_Document extract_.
You are free to do so, but it's by no means an obvious decision. I would say a person managing a huge complex enterprise - successfully - may be considered as intelligent as a topologist, who couldn't manage a lemonade stand. It is true that the nature of their achievement is different, but I see no obvious reason why we should prefer one to another.
companies can go for long periods without CEOs. losing coders would be a disaster for a company like Meta or Google. An outage for example needs someone whose specialty is fixing the problem, which may be very technical in nature, but management can be done by many people and is a more inclusive skill than being capable of coding well. They are both smart, but a top coder wins out in the IQ game compared to a top manager.
Losing all coders - sure. Losing one coder - nope. Of course if you compare one Elon Musk to the collective intellectual capacity of all programmers in Meta or Google combined, he's likely lose, as would any single human. But that's hardly a fair comparison.

_Exercise materials_.
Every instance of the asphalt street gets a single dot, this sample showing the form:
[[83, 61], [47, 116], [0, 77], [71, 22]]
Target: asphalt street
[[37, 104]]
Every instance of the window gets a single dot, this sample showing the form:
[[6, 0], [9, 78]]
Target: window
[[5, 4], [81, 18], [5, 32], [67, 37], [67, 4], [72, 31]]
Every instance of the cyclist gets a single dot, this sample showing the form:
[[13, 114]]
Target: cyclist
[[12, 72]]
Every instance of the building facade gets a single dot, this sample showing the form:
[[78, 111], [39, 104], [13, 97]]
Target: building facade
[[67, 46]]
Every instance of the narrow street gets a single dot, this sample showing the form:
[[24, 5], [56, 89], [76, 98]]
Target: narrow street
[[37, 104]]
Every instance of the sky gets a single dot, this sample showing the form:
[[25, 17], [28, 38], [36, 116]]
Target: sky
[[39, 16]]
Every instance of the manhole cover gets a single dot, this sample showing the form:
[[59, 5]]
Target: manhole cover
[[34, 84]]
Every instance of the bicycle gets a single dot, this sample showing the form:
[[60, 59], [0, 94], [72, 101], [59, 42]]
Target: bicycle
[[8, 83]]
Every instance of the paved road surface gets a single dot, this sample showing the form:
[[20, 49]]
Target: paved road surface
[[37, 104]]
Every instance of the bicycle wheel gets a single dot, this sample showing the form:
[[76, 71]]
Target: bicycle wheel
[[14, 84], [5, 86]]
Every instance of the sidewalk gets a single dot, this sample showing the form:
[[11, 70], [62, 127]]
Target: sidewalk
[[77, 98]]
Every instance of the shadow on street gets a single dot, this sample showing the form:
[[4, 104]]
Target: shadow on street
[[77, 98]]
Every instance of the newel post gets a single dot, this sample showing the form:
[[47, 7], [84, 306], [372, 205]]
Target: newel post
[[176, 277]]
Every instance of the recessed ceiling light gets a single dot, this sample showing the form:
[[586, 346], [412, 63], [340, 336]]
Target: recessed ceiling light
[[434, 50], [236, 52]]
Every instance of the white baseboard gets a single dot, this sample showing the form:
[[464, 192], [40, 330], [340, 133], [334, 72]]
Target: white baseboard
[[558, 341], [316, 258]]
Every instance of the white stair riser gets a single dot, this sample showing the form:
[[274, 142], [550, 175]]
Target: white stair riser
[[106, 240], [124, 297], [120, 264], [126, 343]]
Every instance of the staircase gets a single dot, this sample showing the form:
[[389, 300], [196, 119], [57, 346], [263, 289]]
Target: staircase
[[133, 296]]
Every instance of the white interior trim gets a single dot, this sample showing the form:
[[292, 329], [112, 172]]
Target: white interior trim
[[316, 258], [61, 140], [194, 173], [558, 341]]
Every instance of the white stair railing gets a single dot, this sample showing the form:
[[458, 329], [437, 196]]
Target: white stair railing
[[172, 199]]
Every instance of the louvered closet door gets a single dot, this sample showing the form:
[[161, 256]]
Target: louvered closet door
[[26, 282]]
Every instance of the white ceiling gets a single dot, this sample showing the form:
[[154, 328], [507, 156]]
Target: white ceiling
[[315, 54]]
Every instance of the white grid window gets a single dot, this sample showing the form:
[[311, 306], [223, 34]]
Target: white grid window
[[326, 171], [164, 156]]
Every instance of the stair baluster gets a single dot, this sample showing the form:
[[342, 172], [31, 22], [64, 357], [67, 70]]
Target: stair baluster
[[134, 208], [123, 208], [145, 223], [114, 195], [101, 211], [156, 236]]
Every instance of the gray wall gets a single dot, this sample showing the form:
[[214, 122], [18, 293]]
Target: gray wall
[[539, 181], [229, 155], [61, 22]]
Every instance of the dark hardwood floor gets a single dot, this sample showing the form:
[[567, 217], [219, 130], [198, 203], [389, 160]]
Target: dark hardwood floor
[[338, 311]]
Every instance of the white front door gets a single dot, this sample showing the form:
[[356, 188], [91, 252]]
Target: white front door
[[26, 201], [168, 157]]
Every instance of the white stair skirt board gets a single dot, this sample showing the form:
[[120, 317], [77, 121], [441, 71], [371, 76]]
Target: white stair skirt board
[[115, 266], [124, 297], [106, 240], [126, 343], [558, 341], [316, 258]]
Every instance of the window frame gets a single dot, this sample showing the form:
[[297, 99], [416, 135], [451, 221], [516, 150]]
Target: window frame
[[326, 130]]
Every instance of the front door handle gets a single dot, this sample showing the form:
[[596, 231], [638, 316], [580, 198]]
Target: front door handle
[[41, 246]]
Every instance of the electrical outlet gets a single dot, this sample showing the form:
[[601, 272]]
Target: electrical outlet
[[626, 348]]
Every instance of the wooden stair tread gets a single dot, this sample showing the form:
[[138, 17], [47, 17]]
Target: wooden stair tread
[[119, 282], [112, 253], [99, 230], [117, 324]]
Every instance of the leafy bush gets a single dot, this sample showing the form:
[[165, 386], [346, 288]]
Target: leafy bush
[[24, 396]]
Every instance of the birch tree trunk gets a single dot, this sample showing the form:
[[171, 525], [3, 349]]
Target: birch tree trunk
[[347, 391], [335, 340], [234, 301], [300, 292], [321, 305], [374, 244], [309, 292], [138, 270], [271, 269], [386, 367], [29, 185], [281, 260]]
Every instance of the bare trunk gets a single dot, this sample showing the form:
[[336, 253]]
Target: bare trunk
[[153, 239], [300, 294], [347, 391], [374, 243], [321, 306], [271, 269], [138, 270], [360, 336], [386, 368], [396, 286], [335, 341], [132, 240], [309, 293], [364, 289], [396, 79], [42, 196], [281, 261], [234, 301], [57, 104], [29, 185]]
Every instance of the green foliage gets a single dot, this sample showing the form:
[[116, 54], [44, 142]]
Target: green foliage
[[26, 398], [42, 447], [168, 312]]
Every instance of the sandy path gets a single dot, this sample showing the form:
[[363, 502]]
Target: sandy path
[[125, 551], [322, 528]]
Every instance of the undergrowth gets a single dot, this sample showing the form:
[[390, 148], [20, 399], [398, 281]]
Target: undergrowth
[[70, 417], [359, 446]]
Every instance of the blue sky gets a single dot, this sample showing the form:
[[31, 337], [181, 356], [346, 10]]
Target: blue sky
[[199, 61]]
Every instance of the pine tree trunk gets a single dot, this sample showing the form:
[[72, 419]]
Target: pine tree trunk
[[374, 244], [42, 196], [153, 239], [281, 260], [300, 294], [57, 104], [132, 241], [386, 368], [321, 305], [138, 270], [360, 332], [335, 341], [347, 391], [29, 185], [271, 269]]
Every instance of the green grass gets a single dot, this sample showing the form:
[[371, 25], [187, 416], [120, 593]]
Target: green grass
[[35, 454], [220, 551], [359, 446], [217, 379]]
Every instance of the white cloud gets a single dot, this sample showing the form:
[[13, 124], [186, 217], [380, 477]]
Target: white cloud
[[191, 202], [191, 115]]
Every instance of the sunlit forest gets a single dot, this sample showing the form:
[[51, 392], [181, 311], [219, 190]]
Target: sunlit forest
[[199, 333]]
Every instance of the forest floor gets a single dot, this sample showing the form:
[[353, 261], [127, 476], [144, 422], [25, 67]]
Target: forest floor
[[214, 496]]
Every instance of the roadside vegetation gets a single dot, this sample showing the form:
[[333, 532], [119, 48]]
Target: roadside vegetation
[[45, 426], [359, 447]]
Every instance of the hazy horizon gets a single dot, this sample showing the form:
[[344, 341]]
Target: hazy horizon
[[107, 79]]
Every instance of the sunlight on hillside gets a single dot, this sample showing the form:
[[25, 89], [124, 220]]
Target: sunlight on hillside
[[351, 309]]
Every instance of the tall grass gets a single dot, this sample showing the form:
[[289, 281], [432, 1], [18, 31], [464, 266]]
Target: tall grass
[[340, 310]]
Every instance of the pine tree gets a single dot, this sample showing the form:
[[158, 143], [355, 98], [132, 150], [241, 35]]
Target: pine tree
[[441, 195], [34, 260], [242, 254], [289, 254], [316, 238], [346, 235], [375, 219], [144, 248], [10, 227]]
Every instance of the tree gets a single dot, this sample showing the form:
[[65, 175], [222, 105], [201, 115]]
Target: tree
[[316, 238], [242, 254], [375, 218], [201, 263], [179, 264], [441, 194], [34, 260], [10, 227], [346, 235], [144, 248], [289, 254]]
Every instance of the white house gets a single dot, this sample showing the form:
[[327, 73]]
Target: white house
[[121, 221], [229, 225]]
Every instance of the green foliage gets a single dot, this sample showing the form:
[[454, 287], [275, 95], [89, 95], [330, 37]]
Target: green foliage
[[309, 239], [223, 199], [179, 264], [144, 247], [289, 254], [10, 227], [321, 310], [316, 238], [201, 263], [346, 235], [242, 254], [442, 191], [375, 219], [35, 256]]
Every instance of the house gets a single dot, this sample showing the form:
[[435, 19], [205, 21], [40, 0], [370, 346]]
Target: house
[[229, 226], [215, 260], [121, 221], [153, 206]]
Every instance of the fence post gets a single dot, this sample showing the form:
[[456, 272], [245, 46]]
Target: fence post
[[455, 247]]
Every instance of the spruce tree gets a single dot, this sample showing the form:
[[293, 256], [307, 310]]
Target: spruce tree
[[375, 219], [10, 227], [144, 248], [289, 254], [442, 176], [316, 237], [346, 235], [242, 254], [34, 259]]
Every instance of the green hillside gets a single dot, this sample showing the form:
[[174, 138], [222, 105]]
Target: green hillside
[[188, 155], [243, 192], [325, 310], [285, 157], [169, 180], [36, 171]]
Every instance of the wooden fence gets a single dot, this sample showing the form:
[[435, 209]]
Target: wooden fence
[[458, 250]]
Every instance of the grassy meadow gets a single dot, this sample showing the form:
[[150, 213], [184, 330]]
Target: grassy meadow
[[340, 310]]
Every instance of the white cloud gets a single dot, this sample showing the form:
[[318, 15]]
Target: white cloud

_Objectives_.
[a] Count how many lines of the records contain the string "narrow", treating case as significant, and give only that number.
[b] Pick up the discussion about whether top managers or top coders are more intelligent, and continue it from where it stops.

_Outputs by task_.
[a] 2

[b]
Management can be done poorly by many people. Doing it well is a skill not unlike any other skill, and probably less frequent than the ability to write Python scripts.
What's "the IQ game" and by which rules is it played?
nice job with the selective quoting. Going by SAT scores, the expected IQ of a computer science major is higher compared to a business major.
Who cares about SAT scores? So, a score designed to predict academic success is correlated with academic success. I guess good job to whoever designed it. But when we get out of the class and into the real life, who cares about SAT scores? I don't think anybody does.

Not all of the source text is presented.